Task instructions → All entries below must be given again exactly as they stand.

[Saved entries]
# # # #

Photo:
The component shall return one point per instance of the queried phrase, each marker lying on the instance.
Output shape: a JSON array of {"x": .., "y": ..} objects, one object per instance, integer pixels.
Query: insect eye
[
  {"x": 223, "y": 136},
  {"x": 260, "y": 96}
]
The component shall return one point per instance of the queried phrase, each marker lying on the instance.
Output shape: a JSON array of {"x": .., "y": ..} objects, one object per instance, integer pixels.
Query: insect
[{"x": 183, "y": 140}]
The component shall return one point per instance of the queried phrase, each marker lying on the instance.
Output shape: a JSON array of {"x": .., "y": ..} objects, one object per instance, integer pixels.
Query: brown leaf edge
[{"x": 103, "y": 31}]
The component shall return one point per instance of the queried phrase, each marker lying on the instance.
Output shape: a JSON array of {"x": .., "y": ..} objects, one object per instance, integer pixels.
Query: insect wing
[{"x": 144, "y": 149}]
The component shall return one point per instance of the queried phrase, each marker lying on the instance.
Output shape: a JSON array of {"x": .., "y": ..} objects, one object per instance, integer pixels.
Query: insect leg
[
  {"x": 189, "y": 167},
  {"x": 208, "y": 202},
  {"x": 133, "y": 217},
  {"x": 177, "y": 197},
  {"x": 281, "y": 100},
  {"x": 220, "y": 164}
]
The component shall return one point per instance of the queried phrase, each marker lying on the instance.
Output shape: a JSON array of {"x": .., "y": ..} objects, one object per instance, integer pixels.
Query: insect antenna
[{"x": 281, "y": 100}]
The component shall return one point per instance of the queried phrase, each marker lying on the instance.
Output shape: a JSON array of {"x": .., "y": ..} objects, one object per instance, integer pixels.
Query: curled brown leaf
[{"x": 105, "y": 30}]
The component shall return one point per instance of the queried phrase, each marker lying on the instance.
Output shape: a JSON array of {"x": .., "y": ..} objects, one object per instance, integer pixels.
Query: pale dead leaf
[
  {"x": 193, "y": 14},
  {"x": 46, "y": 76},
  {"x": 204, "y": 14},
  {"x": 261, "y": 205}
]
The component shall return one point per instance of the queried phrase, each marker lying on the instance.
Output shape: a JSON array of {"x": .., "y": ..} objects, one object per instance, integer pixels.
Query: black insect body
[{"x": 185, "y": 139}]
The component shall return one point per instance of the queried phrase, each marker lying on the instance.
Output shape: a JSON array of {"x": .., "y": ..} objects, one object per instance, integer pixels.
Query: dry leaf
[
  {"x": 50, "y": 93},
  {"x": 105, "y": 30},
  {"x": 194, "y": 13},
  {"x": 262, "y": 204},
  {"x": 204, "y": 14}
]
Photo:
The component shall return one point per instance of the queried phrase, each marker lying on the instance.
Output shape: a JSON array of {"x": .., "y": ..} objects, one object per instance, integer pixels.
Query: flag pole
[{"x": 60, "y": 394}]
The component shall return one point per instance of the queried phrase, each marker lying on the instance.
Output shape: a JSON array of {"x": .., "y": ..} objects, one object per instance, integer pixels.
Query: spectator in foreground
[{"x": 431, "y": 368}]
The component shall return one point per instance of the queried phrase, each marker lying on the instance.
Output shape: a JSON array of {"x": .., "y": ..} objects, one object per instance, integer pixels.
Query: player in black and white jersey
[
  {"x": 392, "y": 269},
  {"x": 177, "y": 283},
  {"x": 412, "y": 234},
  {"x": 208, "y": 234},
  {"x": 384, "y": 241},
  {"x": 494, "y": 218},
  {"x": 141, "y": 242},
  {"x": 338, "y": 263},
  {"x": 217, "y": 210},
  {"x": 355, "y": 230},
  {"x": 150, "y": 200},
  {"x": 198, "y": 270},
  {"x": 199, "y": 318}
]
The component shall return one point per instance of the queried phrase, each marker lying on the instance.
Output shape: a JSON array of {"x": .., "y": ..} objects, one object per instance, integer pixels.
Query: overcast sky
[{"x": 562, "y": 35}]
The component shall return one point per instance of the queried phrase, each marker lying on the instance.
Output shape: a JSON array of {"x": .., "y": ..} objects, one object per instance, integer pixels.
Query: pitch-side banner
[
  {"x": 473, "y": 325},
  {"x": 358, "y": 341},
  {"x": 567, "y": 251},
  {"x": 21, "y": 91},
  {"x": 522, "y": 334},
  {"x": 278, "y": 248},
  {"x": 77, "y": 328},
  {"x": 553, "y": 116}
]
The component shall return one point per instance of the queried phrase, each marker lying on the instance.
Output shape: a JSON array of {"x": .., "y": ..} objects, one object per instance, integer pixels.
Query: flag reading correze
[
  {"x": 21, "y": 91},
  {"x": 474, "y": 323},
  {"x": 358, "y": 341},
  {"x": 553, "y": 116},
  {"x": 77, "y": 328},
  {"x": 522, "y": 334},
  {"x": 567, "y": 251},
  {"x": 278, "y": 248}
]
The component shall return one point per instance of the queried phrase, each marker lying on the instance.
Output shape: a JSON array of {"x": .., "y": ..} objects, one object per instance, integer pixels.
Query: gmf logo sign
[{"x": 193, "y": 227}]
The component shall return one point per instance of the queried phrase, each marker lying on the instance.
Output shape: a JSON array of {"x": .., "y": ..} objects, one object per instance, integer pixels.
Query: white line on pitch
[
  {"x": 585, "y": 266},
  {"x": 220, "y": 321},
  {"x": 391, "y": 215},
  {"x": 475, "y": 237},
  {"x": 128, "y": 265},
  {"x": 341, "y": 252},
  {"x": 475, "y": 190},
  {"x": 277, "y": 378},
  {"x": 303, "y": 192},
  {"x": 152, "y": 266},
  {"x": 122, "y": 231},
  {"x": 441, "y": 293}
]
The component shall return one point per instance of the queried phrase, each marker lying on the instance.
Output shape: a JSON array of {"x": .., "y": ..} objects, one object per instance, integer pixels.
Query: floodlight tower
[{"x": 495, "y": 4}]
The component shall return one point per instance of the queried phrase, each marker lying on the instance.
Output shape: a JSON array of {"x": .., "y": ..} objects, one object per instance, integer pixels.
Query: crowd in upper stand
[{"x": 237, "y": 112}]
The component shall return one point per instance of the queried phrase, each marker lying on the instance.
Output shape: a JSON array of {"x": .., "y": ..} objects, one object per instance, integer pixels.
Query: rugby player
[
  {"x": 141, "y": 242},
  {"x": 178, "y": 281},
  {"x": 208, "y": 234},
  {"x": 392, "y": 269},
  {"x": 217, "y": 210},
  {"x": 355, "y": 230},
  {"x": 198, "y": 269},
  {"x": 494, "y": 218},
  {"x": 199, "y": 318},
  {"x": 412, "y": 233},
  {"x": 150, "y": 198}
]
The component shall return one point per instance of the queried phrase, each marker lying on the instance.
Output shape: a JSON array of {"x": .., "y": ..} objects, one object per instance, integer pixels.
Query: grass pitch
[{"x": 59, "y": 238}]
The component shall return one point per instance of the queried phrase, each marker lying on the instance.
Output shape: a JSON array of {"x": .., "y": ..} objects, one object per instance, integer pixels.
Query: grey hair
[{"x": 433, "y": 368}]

# # # #

Task output →
Photo:
The component shall return one point per instance of the queried phrase, each marker lying on the instance.
Output shape: a JSON array of {"x": .., "y": ..} objects, one object per instance, integer pixels.
Query: insect eye
[
  {"x": 223, "y": 136},
  {"x": 260, "y": 96}
]
The component shall return one point per instance of the queried phrase, each marker lying on the instance.
Output shape: a JSON array of {"x": .., "y": ..} objects, one object per instance, integer pixels.
Query: insect
[{"x": 183, "y": 140}]
The component shall return one point per instance of the queried phrase, each marker lying on the instance.
Output shape: a JSON array of {"x": .., "y": ..} objects, one object per instance, integer pixels.
Query: brown leaf edge
[{"x": 103, "y": 31}]
The component shall return one point per instance of the queried phrase, each marker lying on the instance.
Output shape: a JSON array of {"x": .., "y": ..} objects, one object per instance, integer pixels.
Query: insect wing
[{"x": 144, "y": 149}]
The component shall return one point per instance of the queried phrase, each marker lying on the instance.
Output shape: a JSON array of {"x": .., "y": ..} objects, one object per instance, integer pixels.
Query: insect leg
[
  {"x": 189, "y": 167},
  {"x": 208, "y": 202},
  {"x": 133, "y": 217},
  {"x": 177, "y": 197},
  {"x": 281, "y": 100},
  {"x": 220, "y": 164}
]
The component shall return one point per instance of the queried phrase, each marker lying on the instance.
Output shape: a JSON array of {"x": .., "y": ..} objects, one object per instance, integer pixels.
Query: insect antenna
[{"x": 281, "y": 100}]
The component shall return one point per instance of the queried phrase, each marker lying on the instance.
Output shape: a JSON array of {"x": .., "y": ..} objects, one object per instance, integer pixels.
Query: curled brown leaf
[{"x": 105, "y": 30}]
The component shall return one point per instance of the queried phrase, each marker lying on the instance.
Output shape: a JSON array of {"x": .., "y": ..} objects, one object per instance, integer pixels.
Query: pale dead leaf
[
  {"x": 193, "y": 14},
  {"x": 46, "y": 76},
  {"x": 204, "y": 14},
  {"x": 261, "y": 205}
]
The component shall return one point per instance of the queried phrase, each marker lying on the instance.
Output shape: a JSON array of {"x": .., "y": ..} objects, one object per instance, integer pixels.
Query: black insect body
[{"x": 185, "y": 139}]
The component shall return one point per instance of the queried phrase, each marker lying on the instance.
Output shape: a JSON array of {"x": .., "y": ..} objects, one object per instance, integer pixels.
Query: dry leaf
[
  {"x": 50, "y": 93},
  {"x": 105, "y": 30},
  {"x": 194, "y": 13},
  {"x": 262, "y": 204},
  {"x": 204, "y": 14}
]
Photo:
The component shall return one point per instance of the queried phrase, each marker lying on the instance.
Output shape: a JSON array of {"x": .., "y": ..} objects, one object per instance, integer pixels.
Query: flag pole
[{"x": 60, "y": 394}]
The component shall return one point per instance of the queried phrase, each marker lying on the instance.
Output shape: a JSON array of {"x": .., "y": ..} objects, one object per instance, integer pixels.
Query: spectator in foreground
[{"x": 431, "y": 368}]
The component shall return one point per instance of the queried phrase, each marker lying on the instance.
Output shape: a JSON array of {"x": .., "y": ..} objects, one object per instance, integer pixels.
Query: player in black and white jersey
[
  {"x": 392, "y": 269},
  {"x": 177, "y": 283},
  {"x": 412, "y": 234},
  {"x": 208, "y": 234},
  {"x": 384, "y": 241},
  {"x": 494, "y": 218},
  {"x": 141, "y": 242},
  {"x": 338, "y": 263},
  {"x": 217, "y": 210},
  {"x": 355, "y": 230},
  {"x": 150, "y": 200},
  {"x": 198, "y": 270},
  {"x": 199, "y": 318}
]
The component shall return one point per instance of the queried phrase, each marker lying on the instance.
Output shape: a JSON array of {"x": .., "y": ..} objects, one object per instance, integer pixels.
Query: overcast sky
[{"x": 562, "y": 35}]
The component shall return one point per instance of the queried phrase, each marker lying on the instance.
Output shape: a JSON array of {"x": .., "y": ..} objects, one object per instance, integer pixels.
Query: pitch-side banner
[
  {"x": 473, "y": 325},
  {"x": 358, "y": 341},
  {"x": 567, "y": 251},
  {"x": 21, "y": 91},
  {"x": 522, "y": 334},
  {"x": 278, "y": 248},
  {"x": 77, "y": 328},
  {"x": 553, "y": 116}
]
The component shall return one point per instance of the queried phrase, each marker lying on the instance.
Output shape: a JSON array of {"x": .., "y": ..} objects, one object per instance, integer pixels.
Query: flag reading correze
[
  {"x": 21, "y": 91},
  {"x": 474, "y": 323},
  {"x": 358, "y": 341},
  {"x": 553, "y": 116},
  {"x": 77, "y": 328},
  {"x": 522, "y": 334},
  {"x": 567, "y": 251},
  {"x": 278, "y": 248}
]
The component shall return one point per instance of the queried phrase, each marker lying on the instance.
Output shape: a JSON array of {"x": .., "y": ..} objects, one object per instance, integer pixels.
Query: gmf logo sign
[{"x": 193, "y": 227}]
The component shall return one point per instance of the queried phrase, each marker lying on the instance.
Output shape: a JSON array of {"x": .., "y": ..} objects, one object per instance, integer pixels.
Query: white line on pitch
[
  {"x": 585, "y": 266},
  {"x": 220, "y": 321},
  {"x": 391, "y": 215},
  {"x": 475, "y": 237},
  {"x": 128, "y": 265},
  {"x": 341, "y": 252},
  {"x": 475, "y": 190},
  {"x": 277, "y": 378},
  {"x": 303, "y": 192},
  {"x": 152, "y": 266},
  {"x": 122, "y": 231},
  {"x": 441, "y": 293}
]
The component shall return one point per instance of the queried phrase, each marker lying on the instance.
Output shape: a JSON array of {"x": .., "y": ..} objects, one object per instance, integer pixels.
Query: floodlight tower
[{"x": 495, "y": 4}]
The component shall return one point per instance of the queried phrase, each marker lying on the instance.
Output shape: a JSON array of {"x": .., "y": ..} objects, one object per instance, integer pixels.
Query: crowd in upper stand
[{"x": 237, "y": 112}]
The component shall return one point per instance of the queried phrase, each marker lying on the instance.
Output shape: a JSON array of {"x": .., "y": ..} objects, one object per instance, integer pixels.
Query: rugby player
[
  {"x": 141, "y": 242},
  {"x": 178, "y": 281},
  {"x": 208, "y": 234},
  {"x": 392, "y": 269},
  {"x": 217, "y": 210},
  {"x": 355, "y": 230},
  {"x": 198, "y": 269},
  {"x": 494, "y": 218},
  {"x": 199, "y": 318},
  {"x": 412, "y": 233},
  {"x": 150, "y": 198}
]
The component shall return one point per instance of the queried phrase, each marker lying on the instance.
Output shape: a JSON array of {"x": .., "y": ..} objects, one object per instance, integer pixels.
Query: grass pitch
[{"x": 59, "y": 238}]
The component shall return one point per instance of the queried phrase, each marker lying on the instance.
Output shape: a JSON array of {"x": .., "y": ..} objects, one object per instance, integer pixels.
Query: grey hair
[{"x": 433, "y": 368}]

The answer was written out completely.